◆ EXERCISE INPUT
+ + + + +

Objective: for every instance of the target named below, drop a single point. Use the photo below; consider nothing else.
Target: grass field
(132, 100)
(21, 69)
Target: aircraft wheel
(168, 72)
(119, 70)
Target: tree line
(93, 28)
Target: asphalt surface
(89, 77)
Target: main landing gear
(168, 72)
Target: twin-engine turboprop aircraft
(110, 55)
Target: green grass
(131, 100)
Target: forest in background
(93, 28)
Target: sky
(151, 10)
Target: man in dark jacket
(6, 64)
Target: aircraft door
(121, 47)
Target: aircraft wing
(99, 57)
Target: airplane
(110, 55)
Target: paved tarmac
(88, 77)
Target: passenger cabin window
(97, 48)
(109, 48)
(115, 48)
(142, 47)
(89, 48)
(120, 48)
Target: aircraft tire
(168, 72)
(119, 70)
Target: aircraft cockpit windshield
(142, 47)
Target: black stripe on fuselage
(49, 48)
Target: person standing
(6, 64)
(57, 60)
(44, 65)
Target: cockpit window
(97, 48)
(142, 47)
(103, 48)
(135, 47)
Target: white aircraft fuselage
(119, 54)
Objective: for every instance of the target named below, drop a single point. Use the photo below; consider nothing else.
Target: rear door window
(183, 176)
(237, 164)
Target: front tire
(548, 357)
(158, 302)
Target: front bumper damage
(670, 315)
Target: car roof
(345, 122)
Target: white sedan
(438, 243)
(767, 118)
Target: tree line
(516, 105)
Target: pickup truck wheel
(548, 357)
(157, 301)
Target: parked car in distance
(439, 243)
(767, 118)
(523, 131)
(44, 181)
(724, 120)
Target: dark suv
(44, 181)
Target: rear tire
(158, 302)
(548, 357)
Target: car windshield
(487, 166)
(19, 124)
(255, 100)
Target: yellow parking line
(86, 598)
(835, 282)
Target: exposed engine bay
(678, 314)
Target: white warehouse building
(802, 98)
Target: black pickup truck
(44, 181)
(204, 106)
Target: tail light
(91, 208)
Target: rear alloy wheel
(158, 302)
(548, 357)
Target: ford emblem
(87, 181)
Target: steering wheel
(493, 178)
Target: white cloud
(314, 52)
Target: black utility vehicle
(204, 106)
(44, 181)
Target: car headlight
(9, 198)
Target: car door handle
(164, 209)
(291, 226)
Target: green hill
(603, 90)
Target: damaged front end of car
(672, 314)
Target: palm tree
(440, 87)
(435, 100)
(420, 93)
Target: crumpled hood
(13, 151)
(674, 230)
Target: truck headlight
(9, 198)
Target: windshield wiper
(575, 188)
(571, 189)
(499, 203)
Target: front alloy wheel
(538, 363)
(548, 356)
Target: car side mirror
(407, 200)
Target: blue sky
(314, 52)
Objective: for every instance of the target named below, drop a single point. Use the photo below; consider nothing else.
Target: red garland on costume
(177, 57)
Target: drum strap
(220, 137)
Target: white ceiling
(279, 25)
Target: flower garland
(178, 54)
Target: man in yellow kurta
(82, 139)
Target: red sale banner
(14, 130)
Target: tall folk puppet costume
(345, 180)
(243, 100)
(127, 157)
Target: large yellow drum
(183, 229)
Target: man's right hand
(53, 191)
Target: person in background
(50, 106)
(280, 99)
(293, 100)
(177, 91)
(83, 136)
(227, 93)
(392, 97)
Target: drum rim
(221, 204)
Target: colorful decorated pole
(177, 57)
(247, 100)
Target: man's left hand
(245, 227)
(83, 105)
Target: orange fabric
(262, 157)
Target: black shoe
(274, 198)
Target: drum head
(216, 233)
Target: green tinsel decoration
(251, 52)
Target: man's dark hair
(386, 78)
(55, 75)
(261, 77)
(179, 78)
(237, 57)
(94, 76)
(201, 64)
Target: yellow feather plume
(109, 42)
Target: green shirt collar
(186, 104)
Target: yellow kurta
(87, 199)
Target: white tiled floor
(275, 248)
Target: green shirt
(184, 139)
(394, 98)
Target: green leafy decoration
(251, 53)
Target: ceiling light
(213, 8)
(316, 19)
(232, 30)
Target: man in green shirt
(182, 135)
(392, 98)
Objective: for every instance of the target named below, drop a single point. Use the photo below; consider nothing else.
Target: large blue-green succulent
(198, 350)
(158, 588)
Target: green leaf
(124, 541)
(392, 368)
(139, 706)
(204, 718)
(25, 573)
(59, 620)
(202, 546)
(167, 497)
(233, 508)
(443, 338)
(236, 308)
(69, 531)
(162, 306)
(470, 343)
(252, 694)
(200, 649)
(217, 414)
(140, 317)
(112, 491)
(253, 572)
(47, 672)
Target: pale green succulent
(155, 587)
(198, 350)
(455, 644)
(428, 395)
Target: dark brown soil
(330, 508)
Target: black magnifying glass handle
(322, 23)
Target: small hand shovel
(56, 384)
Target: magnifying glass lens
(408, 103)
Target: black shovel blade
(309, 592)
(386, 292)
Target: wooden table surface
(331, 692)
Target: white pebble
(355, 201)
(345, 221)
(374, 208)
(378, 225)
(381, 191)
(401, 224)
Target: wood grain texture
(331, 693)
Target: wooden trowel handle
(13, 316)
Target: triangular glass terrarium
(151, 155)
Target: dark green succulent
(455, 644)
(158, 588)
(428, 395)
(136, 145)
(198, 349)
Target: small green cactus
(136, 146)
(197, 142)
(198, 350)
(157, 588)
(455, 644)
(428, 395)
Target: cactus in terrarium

+ + + + +

◆ TASK INSTRUCTIONS
Output each record precisely as written.

◆ RESPONSE
Objective: for every instance of the target named below, drop a single point. Use the photo below; consider nothing else.
Target: grass field
(132, 100)
(21, 69)
Target: aircraft wheel
(168, 72)
(119, 70)
Target: tree line
(93, 28)
Target: asphalt surface
(89, 77)
Target: main landing gear
(168, 72)
Target: twin-engine turboprop aircraft
(110, 55)
Target: green grass
(131, 100)
Target: forest in background
(93, 28)
Target: sky
(151, 10)
Target: man in dark jacket
(6, 64)
Target: aircraft door
(121, 47)
Target: aircraft wing
(99, 57)
Target: airplane
(110, 55)
Target: paved tarmac
(88, 77)
Target: passenger cabin window
(97, 48)
(109, 48)
(115, 48)
(142, 47)
(89, 48)
(120, 48)
Target: aircraft tire
(168, 72)
(119, 70)
Target: aircraft cockpit windshield
(142, 47)
Target: black stripe on fuselage
(49, 48)
Target: person standing
(6, 64)
(57, 60)
(44, 65)
Target: cockpit window
(97, 48)
(142, 47)
(103, 48)
(135, 47)
Target: white aircraft fuselage
(119, 54)
Objective: for every instance of the target named below, drop a single point. Use the photo below; consider nothing else.
Target: rear door window
(183, 176)
(237, 164)
Target: front tire
(548, 357)
(158, 302)
Target: front bumper damage
(670, 315)
Target: car roof
(345, 122)
Target: white sedan
(438, 243)
(767, 118)
Target: tree line
(516, 105)
Target: pickup truck wheel
(548, 357)
(157, 301)
Target: parked car in distance
(439, 243)
(767, 118)
(523, 131)
(44, 181)
(724, 120)
Target: dark suv
(44, 181)
Target: rear tire
(158, 302)
(548, 357)
Target: car windshield
(487, 166)
(19, 124)
(255, 100)
Target: yellow parking line
(86, 598)
(835, 282)
Target: exposed engine bay
(678, 314)
Target: white warehouse building
(802, 98)
Target: black pickup truck
(44, 181)
(204, 106)
Target: tail light
(91, 208)
Target: rear alloy wheel
(158, 302)
(548, 357)
Target: ford emblem
(87, 181)
Target: steering wheel
(493, 178)
Target: white cloud
(314, 52)
Target: black utility vehicle
(204, 106)
(44, 181)
Target: car headlight
(9, 198)
Target: car door handle
(164, 209)
(291, 226)
Target: green hill
(603, 90)
Target: damaged front end of car
(672, 314)
Target: palm tree
(440, 87)
(435, 100)
(420, 93)
Target: crumpled hood
(13, 151)
(674, 230)
Target: truck headlight
(9, 198)
Target: windshield wiper
(575, 188)
(571, 189)
(499, 203)
Target: front alloy wheel
(538, 363)
(548, 356)
Target: car side mirror
(407, 200)
Target: blue sky
(314, 52)
Objective: for every instance of the target named below, drop a single point. Use the photo below; consider nothing else.
Target: red garland on costume
(177, 57)
Target: drum strap
(220, 137)
Target: white ceiling
(279, 25)
Target: flower garland
(178, 54)
Target: man in yellow kurta
(82, 139)
Target: red sale banner
(14, 130)
Target: tall folk puppet costume
(345, 180)
(243, 100)
(127, 157)
Target: large yellow drum
(183, 229)
Target: man's right hand
(53, 191)
Target: person in background
(50, 106)
(280, 99)
(293, 100)
(177, 91)
(83, 136)
(227, 93)
(392, 97)
Target: drum rim
(221, 204)
Target: colorful decorated pole
(177, 57)
(247, 100)
Target: man's left hand
(245, 227)
(83, 105)
Target: orange fabric
(262, 157)
Target: black shoe
(274, 198)
Target: drum head
(216, 233)
Target: green tinsel decoration
(251, 52)
Target: man's dark hair
(386, 78)
(55, 75)
(261, 77)
(179, 78)
(237, 57)
(94, 76)
(201, 64)
Target: yellow feather plume
(109, 42)
Target: green shirt collar
(186, 104)
Target: yellow kurta
(87, 199)
Target: white tiled floor
(275, 248)
Target: green shirt
(184, 139)
(394, 98)
Target: green leafy decoration
(251, 53)
Target: ceiling light
(213, 8)
(316, 19)
(232, 30)
Target: man in green shirt
(182, 135)
(392, 98)
Objective: for every instance of the target named below, drop a single point. Use the photo below; consider nothing else.
Target: large blue-green succulent
(198, 350)
(158, 588)
Target: green leaf
(124, 541)
(392, 368)
(139, 706)
(204, 718)
(25, 573)
(59, 620)
(202, 546)
(167, 497)
(233, 508)
(443, 338)
(236, 308)
(69, 531)
(162, 306)
(470, 343)
(252, 694)
(200, 649)
(217, 414)
(140, 317)
(112, 491)
(253, 572)
(47, 672)
Target: pale green succulent
(155, 587)
(198, 350)
(455, 644)
(428, 395)
Target: dark brown soil
(330, 508)
Target: black magnifying glass handle
(322, 23)
Target: small hand shovel
(56, 384)
Target: magnifying glass lens
(408, 103)
Target: black shovel blade
(309, 592)
(386, 292)
Target: wooden table surface
(331, 692)
Target: white pebble
(355, 201)
(345, 221)
(374, 208)
(378, 225)
(381, 191)
(401, 224)
Target: wood grain texture
(331, 693)
Target: wooden trowel handle
(13, 316)
Target: triangular glass terrarium
(151, 155)
Target: dark green succulent
(455, 644)
(158, 588)
(428, 395)
(136, 145)
(198, 349)
Target: small green cactus
(136, 146)
(197, 142)
(198, 350)
(157, 588)
(455, 644)
(428, 395)
Target: cactus in terrarium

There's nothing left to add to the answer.